WHAT NEEDS TO BE DONE – Nothing but the lines from the one containing "Where can the green leafy" through the last line of the entries should appear in the output, each verbatim.
--*--
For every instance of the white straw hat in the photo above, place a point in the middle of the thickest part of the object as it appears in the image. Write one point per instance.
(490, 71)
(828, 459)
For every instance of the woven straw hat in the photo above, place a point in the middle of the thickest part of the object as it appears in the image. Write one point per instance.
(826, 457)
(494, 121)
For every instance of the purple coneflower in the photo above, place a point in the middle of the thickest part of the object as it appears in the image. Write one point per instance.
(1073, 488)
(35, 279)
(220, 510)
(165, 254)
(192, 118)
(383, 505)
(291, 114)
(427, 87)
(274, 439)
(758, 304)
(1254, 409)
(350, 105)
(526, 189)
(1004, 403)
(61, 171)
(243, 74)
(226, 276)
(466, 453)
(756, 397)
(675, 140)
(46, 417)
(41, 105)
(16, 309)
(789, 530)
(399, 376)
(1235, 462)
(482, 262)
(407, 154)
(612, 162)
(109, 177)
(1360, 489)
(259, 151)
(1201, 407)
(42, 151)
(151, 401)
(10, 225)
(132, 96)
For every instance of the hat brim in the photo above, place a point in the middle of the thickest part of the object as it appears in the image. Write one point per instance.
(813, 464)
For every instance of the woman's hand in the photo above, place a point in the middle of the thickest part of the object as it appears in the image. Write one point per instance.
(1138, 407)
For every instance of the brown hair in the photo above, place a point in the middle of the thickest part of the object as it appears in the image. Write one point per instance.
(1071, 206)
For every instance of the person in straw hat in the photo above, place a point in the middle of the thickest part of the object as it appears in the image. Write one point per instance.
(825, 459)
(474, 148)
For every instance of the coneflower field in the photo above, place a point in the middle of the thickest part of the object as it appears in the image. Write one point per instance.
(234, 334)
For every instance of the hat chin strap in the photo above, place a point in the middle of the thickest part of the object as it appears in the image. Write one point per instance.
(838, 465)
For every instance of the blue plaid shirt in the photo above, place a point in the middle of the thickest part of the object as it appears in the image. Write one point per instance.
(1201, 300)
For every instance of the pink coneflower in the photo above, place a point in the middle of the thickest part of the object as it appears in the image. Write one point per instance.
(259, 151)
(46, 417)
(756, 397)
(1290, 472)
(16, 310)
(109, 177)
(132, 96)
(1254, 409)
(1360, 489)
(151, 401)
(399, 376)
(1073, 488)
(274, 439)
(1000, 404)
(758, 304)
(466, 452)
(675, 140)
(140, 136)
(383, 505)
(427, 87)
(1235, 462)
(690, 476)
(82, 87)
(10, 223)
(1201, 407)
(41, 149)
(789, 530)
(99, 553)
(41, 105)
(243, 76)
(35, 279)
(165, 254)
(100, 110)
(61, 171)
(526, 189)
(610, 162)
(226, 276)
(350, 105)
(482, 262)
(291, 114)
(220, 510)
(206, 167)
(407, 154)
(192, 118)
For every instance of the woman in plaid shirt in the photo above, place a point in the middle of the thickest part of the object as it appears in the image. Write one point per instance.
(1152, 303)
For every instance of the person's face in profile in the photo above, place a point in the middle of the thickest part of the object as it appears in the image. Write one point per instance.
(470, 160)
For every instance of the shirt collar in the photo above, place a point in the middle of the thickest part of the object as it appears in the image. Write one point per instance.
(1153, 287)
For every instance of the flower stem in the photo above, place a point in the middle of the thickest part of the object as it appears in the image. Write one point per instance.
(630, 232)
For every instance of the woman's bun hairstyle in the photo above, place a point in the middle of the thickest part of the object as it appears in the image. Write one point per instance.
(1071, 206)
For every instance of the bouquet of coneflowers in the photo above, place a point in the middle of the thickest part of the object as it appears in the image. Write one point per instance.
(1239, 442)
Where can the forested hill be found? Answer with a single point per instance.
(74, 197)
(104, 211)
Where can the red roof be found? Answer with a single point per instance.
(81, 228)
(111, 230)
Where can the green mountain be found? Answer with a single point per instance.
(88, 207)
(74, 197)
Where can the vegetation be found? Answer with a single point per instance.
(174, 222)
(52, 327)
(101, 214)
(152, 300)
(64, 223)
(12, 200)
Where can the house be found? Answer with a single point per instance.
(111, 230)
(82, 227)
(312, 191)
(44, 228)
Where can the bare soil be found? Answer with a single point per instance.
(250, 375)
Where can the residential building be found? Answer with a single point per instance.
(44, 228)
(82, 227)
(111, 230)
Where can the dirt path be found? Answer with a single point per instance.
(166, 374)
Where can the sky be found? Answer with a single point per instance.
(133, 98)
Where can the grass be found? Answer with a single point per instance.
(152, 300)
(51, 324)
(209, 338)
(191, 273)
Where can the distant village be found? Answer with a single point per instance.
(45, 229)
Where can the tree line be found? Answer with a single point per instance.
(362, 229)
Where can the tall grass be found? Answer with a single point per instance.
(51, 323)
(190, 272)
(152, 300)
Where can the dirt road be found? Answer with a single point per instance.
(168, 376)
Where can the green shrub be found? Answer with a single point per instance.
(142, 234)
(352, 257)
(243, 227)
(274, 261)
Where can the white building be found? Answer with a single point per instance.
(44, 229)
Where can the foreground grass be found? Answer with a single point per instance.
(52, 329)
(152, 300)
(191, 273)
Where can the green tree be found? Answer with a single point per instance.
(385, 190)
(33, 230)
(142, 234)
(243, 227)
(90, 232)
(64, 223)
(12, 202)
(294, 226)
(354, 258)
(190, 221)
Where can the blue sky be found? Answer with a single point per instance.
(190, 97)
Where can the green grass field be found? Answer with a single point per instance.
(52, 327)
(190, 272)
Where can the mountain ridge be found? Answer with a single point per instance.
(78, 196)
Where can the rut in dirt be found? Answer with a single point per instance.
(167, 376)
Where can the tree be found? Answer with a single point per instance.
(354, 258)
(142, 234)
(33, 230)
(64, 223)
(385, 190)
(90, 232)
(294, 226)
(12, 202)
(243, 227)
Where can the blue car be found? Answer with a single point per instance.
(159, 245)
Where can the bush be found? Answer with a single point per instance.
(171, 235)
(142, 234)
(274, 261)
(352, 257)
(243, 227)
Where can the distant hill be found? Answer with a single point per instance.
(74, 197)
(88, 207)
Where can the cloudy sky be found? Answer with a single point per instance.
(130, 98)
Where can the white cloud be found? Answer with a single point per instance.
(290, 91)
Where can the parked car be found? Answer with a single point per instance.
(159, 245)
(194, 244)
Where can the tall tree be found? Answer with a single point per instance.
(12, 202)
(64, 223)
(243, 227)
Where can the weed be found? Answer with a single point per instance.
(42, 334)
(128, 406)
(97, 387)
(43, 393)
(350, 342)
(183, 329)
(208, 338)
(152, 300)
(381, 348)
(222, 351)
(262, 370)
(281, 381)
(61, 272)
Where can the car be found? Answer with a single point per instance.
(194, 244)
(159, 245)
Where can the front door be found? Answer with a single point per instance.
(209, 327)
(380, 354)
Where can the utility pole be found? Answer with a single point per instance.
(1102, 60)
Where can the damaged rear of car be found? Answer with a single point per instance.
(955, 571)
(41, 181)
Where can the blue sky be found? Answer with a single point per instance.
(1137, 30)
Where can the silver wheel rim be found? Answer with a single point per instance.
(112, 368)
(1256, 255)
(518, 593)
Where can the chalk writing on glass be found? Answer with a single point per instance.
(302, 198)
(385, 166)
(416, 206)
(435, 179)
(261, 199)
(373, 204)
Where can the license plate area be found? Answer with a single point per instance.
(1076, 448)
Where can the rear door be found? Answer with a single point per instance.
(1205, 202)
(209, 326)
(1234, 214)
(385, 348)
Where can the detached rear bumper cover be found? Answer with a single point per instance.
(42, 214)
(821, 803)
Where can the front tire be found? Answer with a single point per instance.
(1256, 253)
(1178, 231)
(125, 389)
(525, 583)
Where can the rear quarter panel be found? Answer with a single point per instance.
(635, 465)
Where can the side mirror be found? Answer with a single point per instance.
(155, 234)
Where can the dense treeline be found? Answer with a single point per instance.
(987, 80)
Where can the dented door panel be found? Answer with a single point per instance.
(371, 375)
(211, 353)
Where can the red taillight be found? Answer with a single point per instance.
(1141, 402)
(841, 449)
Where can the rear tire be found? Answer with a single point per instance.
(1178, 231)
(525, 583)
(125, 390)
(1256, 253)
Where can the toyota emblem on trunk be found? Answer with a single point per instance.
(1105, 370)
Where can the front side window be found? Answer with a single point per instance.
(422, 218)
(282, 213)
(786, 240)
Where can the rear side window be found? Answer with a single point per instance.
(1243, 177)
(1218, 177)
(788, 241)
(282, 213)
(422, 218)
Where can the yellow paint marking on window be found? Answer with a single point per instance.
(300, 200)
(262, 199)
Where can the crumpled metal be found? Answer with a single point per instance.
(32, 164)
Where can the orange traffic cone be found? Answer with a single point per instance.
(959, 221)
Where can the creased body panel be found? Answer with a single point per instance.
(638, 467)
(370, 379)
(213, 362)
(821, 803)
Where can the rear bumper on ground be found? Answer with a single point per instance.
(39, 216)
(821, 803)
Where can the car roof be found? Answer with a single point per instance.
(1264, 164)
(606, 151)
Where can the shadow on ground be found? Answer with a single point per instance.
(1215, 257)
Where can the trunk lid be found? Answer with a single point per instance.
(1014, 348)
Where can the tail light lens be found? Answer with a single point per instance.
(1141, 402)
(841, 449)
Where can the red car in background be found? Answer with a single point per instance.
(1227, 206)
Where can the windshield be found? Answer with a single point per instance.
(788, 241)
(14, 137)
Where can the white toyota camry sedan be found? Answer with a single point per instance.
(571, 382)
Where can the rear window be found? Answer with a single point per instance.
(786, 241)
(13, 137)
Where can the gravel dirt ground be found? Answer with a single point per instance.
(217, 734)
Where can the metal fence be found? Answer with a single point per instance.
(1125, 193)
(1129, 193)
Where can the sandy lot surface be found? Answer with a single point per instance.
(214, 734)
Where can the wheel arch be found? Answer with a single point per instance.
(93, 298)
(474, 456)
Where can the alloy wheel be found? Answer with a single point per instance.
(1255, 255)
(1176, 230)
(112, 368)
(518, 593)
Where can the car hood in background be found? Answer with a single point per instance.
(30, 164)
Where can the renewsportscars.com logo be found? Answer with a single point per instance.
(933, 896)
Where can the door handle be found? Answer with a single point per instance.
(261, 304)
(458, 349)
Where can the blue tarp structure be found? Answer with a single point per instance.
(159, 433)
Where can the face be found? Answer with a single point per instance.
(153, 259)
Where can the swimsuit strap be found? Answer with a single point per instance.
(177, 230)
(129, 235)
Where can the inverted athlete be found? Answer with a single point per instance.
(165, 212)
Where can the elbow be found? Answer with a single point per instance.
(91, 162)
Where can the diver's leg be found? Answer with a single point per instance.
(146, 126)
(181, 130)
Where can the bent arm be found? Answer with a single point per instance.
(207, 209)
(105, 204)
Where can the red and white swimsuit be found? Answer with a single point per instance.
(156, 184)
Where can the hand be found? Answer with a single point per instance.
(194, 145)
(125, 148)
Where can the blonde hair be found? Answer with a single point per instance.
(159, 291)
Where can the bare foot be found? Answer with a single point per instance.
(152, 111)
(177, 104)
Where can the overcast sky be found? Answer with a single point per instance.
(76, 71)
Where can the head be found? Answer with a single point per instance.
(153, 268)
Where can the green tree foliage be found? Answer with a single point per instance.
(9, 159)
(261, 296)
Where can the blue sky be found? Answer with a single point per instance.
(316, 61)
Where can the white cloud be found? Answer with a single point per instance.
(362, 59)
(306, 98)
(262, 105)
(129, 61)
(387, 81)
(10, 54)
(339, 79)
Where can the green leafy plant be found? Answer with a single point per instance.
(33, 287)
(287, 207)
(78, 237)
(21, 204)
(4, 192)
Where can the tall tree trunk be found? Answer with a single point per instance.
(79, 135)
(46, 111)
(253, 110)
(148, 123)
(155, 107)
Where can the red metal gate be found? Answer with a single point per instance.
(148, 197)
--*--
ANSWER –
Where can the green leafy plant be found? Answer with a single point per instance.
(33, 287)
(287, 207)
(78, 237)
(21, 204)
(4, 192)
Where can the tall tree trunk be found? Answer with a single point per instance.
(79, 135)
(46, 111)
(253, 110)
(148, 123)
(155, 107)
Where can the red metal gate be found? Answer with a single point per instance.
(148, 197)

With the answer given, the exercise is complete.